In fact Abu Sitta is best known for his cartographic work on Palestine. Founder and president of the Palestine Land Society, an independent non-profit scholarly society dedicated towards research and information-gathering on Palestine, he is also the author of six books, including his bestselling memoir, Mapping My Return (AUC Press, 2017, paperback).

During his visit to the Egyptian capital earlier this month, Abu Sitta was invited to speak at the Netherlands-Flemish Institute in Cairo. Here are highlights of his talk.

There’s a myriad of resolutions against the violations [committed by Israel] classifying them as illegal and as war crimes. Yet vetoes are being upheld. The Boycott, Divestment, Sanctions (BDS) movement has been greatly successful, thanks to people like you.

The Balfour Declaration

After WWI, Palestine was to be independent. In the end, Iraq became independent but not Palestine because of the Balfour Declaration. The fate of the state of Palestine was included in a secret agreement between Britain and rich Jews such as [Walter] Rothschild, [2nd Baron Rothschild, leader of the British Jewish community]. Britain had no legal rights to give Palestine away, its land. It was plain treachery!

* * *

(OBJECTIVES)
1. Answer the following questions about the passage.
(a) Which society did Abu Sitta found?
(b) At which institute was Abu Sitta invited to speak during his visit to the Egyptian capital?
(c) According to the passage, which country became independent after WWI while Palestine did not?
2. Reproduce the part of the passage starting at "In fact Abu" and ending at "people like you.", swapping "bestselling" for "acclaimed".

(GIVEN MATERIAL)
* * *

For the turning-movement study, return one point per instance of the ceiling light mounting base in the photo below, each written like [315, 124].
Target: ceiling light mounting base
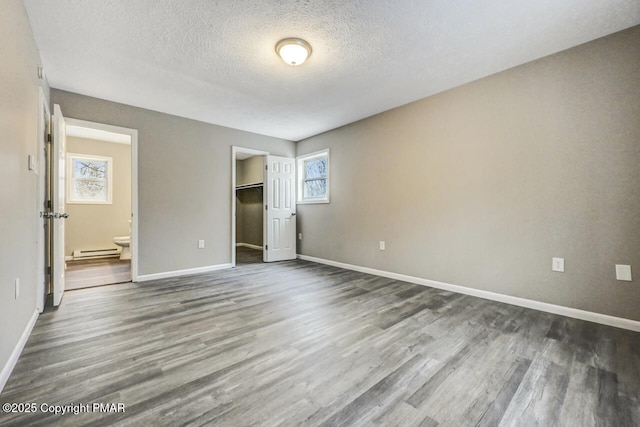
[293, 51]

* * *

(OUTPUTS IN ORDER)
1.
(a) The Palestine Land Society.
(b) The Netherlands-Flemish Institute in Cairo.
(c) Iraq.

2.
In fact Abu Sitta is best known for his cartographic work on Palestine. Founder and president of the Palestine Land Society, an independent non-profit scholarly society dedicated towards research and information-gathering on Palestine, he is also the author of six books, including his acclaimed memoir, Mapping My Return (AUC Press, 2017, paperback).

During his visit to the Egyptian capital earlier this month, Abu Sitta was invited to speak at the Netherlands-Flemish Institute in Cairo. Here are highlights of his talk.

There’s a myriad of resolutions against the violations [committed by Israel] classifying them as illegal and as war crimes. Yet vetoes are being upheld. The Boycott, Divestment, Sanctions (BDS) movement has been greatly successful, thanks to people like you.